EXERCISE GOAL
Please restate the data below word for word, omitting all images.

GIVEN DATA
↓↓↓

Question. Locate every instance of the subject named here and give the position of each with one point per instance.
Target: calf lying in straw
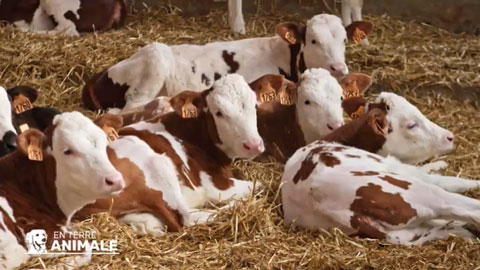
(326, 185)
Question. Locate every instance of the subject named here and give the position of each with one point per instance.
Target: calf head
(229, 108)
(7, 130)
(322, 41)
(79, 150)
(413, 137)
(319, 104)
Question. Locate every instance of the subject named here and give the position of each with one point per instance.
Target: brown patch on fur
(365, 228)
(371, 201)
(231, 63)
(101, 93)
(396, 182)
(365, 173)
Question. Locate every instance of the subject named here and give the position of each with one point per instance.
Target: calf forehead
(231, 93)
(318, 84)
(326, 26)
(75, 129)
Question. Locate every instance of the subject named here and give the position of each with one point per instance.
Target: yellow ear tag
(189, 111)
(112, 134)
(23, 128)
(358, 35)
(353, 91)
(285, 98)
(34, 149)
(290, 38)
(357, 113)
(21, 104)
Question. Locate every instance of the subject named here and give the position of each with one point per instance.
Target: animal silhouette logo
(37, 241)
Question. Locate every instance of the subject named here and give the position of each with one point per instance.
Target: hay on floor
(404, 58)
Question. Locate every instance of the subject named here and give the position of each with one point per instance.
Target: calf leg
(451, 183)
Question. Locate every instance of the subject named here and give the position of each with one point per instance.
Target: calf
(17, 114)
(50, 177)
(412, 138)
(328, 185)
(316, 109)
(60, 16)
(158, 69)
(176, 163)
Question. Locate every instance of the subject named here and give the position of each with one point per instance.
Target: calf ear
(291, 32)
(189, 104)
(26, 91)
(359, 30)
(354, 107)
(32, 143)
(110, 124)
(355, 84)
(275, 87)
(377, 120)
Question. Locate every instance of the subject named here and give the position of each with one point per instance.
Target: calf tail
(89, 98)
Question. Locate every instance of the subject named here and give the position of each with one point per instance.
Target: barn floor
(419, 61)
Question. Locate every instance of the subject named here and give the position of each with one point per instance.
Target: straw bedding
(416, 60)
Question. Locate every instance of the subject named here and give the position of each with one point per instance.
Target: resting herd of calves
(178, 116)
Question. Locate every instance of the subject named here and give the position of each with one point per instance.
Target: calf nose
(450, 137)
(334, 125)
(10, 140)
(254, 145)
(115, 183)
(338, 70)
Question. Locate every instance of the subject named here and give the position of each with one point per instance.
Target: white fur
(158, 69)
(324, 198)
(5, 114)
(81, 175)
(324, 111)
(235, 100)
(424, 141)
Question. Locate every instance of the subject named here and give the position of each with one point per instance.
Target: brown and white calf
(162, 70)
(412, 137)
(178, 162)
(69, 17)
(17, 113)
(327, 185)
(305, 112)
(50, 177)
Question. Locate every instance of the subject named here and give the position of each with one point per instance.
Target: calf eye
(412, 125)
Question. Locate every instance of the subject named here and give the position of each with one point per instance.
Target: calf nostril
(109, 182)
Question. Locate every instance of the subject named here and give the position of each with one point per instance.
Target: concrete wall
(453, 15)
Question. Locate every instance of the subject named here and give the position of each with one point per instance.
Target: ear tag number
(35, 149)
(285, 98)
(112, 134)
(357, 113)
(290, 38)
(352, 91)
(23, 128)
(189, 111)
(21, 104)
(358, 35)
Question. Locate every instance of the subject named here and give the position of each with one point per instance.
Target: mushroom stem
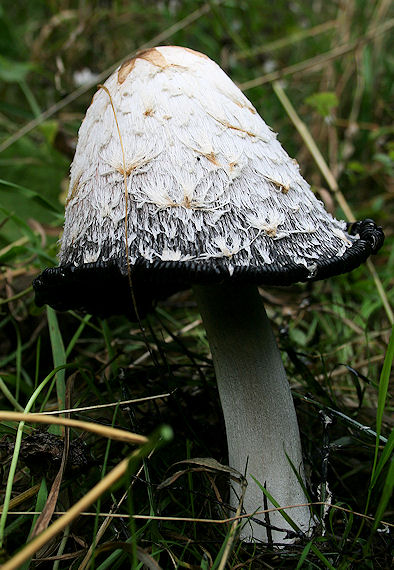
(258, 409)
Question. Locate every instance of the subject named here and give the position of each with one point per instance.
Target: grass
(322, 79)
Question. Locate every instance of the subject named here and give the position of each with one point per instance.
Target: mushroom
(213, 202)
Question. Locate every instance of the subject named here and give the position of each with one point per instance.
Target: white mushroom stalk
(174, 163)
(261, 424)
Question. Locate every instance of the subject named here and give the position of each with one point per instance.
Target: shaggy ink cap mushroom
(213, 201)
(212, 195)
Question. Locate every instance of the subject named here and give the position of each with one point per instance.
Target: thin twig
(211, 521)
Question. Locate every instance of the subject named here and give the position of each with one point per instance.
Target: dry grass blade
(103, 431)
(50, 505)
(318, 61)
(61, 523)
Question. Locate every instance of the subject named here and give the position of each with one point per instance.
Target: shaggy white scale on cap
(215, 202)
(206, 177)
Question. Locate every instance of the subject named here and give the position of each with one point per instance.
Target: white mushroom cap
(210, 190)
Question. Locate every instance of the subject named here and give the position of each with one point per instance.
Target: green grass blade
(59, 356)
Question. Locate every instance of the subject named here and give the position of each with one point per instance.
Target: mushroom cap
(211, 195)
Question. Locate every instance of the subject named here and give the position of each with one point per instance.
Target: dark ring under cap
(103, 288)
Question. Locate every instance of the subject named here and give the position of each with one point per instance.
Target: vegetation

↑↑↑

RESULT OF THE EXERCISE
Question. Locate every instance of the subject named here and give the position of each with one point per instance.
Target: calf lying in straw
(326, 185)
Question. Locate every instance of the subject named here and give the position of each with one point per instance.
Target: calf head
(229, 108)
(7, 130)
(322, 41)
(79, 150)
(413, 137)
(319, 104)
Question. Locate every instance of the subject named here and give the position of each with one point per instance.
Target: brown patch on fur
(365, 228)
(371, 201)
(231, 63)
(101, 93)
(396, 182)
(365, 173)
Question. Locate every instance of the subject named here and give the position of each with one point per instance.
Target: calf forehead
(231, 93)
(318, 84)
(326, 26)
(75, 129)
Question. Locate every instance of the subject named here and give the position of each with one point per instance.
Target: yellow ear tag
(189, 111)
(112, 134)
(23, 128)
(358, 35)
(353, 91)
(285, 98)
(34, 149)
(290, 38)
(357, 113)
(21, 104)
Question. Locate every instance of the subject named here and give the position of each with one point per instance.
Target: animal silhouette logo
(37, 241)
Question. Locate every instance of the subject named here and give the position of each with one point per instance.
Target: hay on floor
(404, 58)
Question. Locate every instance of the subject named here and give the position of each with one point per instance.
Target: calf leg
(451, 183)
Question. Locate every instance of the subject named here and give the position of each with one point per instance.
Target: calf
(17, 114)
(50, 177)
(412, 138)
(328, 185)
(316, 109)
(60, 16)
(158, 69)
(176, 163)
Question. Locate every instance of the subject named here and give the position of each with one point per instance.
Target: calf ear
(291, 32)
(189, 104)
(26, 91)
(359, 30)
(354, 107)
(32, 143)
(110, 124)
(355, 84)
(275, 87)
(377, 120)
Question. Locate every instance of the subject named here and give the position of each with one point per instance.
Target: calf tail
(89, 98)
Question. Locate every instance of the subject named here and give the position of each with one point per instance.
Target: barn floor
(419, 61)
Question. Locate every instance of the subject named here and give the position of each with one point per instance.
Target: straw bedding
(416, 60)
Question. Locate every instance of the subject named here and give the position of each with one point per instance.
Target: resting herd of calves
(178, 116)
Question. Locate every instance of the subject named here and give the position of each with one point per instance.
Target: calf nose
(450, 137)
(334, 125)
(10, 140)
(254, 145)
(115, 183)
(338, 70)
Question. Locate every instance of the subject named here and give the position of each with one point per instance.
Target: white fur
(158, 69)
(324, 198)
(5, 114)
(81, 175)
(324, 111)
(235, 100)
(424, 141)
Question. Locate every instance of the subject named here and give the position of each with one point per instance.
Target: brown and white calf
(162, 70)
(412, 137)
(178, 162)
(69, 17)
(17, 113)
(327, 185)
(305, 112)
(50, 177)
Question. Locate every instance of the subject named here and give the position of each with one point per instance.
Target: calf eye
(412, 125)
Question. Locate every instance of the subject named here and give the position of each with one point per instance.
Target: calf nostril
(109, 182)
Question. Locate every instance of the subject named here and give the position of each with one point per instance.
Target: concrete wall
(453, 15)
Question. Locate every instance of the subject named here and give the position of each with one point per instance.
Target: ear tag number
(35, 149)
(285, 98)
(112, 134)
(357, 113)
(290, 38)
(352, 91)
(23, 128)
(189, 111)
(21, 104)
(358, 35)
Question. Locate every instance of the subject named here and give the position of each with one point per instance.
Target: mushroom stem
(258, 409)
Question. Locate every instance of the subject named here and give the position of each with one point per instance.
Target: grass
(322, 79)
Question. Locate every instance of the subject named here and give the position of each with one point per instance.
Target: mushroom
(213, 202)
Question. Locate every instance of the subject named here and give the position of each with one point per instance.
Target: white mushroom stalk
(174, 163)
(261, 424)
Question. Locate every instance of the subject named here and give the position of each with one point per instance.
Target: shaggy ink cap mushroom
(213, 201)
(212, 195)
Question. Locate every instance of the subject named here and give the position of each with one point per instance.
Target: thin twig
(211, 521)
Question. Locate every instance of the subject named here and give the position of each with one point per instance.
Target: dry grass blade
(103, 431)
(50, 505)
(318, 61)
(61, 523)
Question. Locate every instance of the subject named here and give the position of each with one point per instance.
Target: shaggy white scale on cap
(215, 202)
(206, 177)
Question. Locate every instance of the subject named here and give the position of each with one point per instance.
Target: white mushroom cap
(210, 190)
Question. Locate every instance of the subject named here and give the position of each with one point per instance.
Target: green grass blade
(59, 356)
Question. Locate every instance of the subject named here and give the position of each with one point per instance.
Target: mushroom cap
(211, 195)
Question. Locate every instance of the subject named here and give the position of each with one point per instance.
Target: dark ring under cap
(103, 288)
Question. Locate every instance of the subject named here and give the position of each with one point per instance.
Target: vegetation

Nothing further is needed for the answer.